┌──

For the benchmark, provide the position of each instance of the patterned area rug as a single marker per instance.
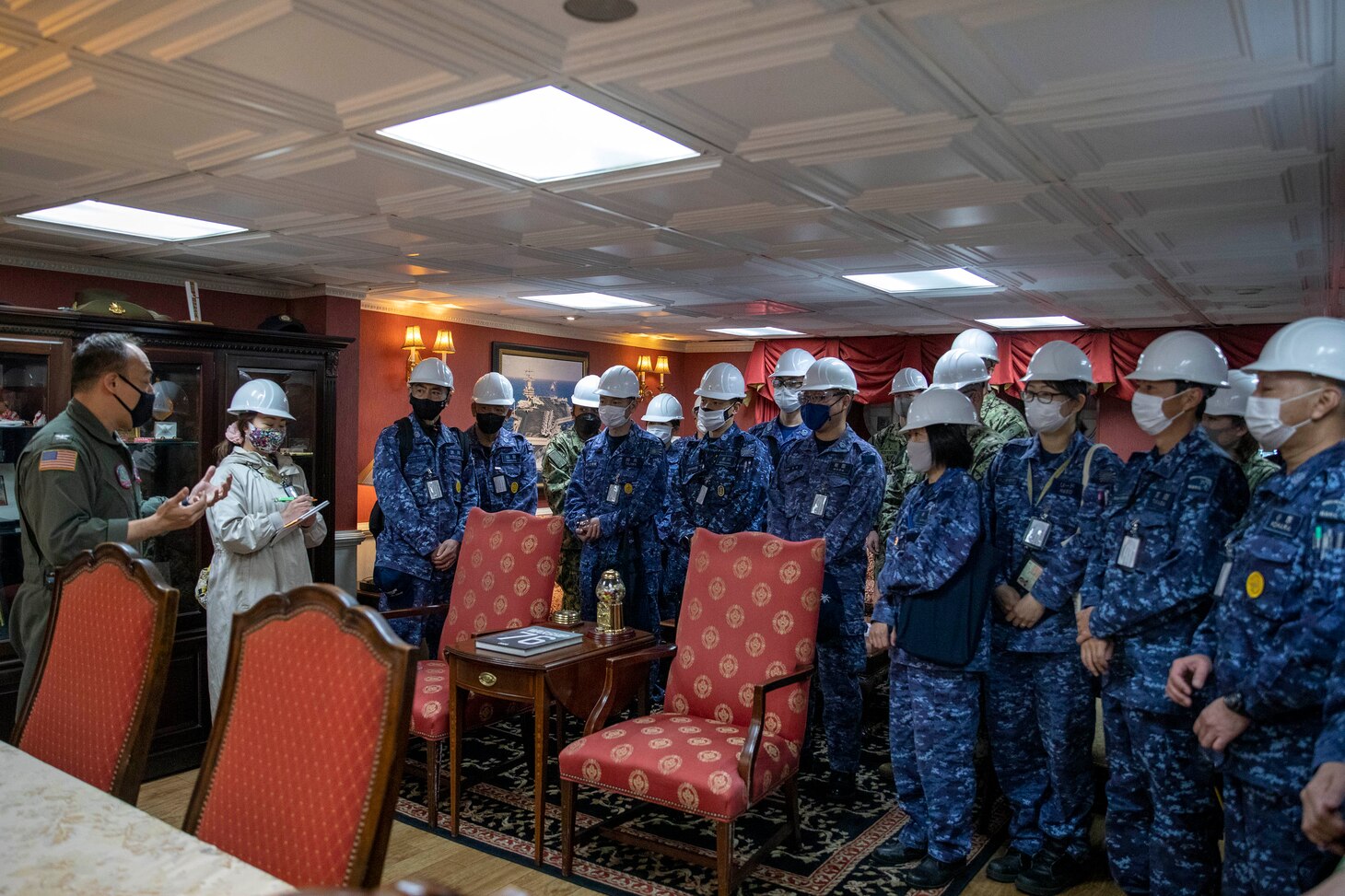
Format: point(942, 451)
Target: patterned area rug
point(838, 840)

└──
┌──

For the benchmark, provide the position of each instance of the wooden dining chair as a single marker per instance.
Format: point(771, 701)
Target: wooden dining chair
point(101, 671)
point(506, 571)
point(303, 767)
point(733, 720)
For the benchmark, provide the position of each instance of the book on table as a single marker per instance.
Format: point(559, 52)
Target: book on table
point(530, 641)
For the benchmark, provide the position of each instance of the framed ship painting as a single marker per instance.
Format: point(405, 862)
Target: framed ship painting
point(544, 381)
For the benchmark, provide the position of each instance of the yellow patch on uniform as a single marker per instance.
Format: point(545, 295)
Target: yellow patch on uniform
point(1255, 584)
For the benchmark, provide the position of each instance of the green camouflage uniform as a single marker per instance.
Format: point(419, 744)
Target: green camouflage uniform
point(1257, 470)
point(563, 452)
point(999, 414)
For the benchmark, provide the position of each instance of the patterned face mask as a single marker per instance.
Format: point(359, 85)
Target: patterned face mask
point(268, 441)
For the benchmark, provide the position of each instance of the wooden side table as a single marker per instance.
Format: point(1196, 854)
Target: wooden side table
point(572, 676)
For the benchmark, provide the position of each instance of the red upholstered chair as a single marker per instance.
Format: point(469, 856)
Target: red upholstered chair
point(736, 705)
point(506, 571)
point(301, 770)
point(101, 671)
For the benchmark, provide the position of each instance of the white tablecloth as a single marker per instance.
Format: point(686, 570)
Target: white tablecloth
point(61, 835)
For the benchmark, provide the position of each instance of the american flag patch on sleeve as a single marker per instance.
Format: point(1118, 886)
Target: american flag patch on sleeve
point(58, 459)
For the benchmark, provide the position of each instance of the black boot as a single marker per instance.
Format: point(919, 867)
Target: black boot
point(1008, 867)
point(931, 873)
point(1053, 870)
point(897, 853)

└──
┌──

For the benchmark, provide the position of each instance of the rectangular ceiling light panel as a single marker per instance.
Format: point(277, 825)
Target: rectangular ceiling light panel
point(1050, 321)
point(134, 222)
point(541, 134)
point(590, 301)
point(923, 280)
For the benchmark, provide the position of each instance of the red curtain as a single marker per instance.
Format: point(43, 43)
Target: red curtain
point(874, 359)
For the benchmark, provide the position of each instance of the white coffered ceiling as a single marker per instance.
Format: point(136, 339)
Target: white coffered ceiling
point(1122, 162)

└──

▶ [What you should do] Reproduce verbatim the lines of the records from the line containing "ceiling as a single marker per instance." through the line containing "point(1122, 162)", inclusive.

▶ [Task output]
For the benchmark, provide the position of each instance of the white coffered ceiling as a single marker per instance.
Format: point(136, 339)
Target: white coffered ceiling
point(1122, 162)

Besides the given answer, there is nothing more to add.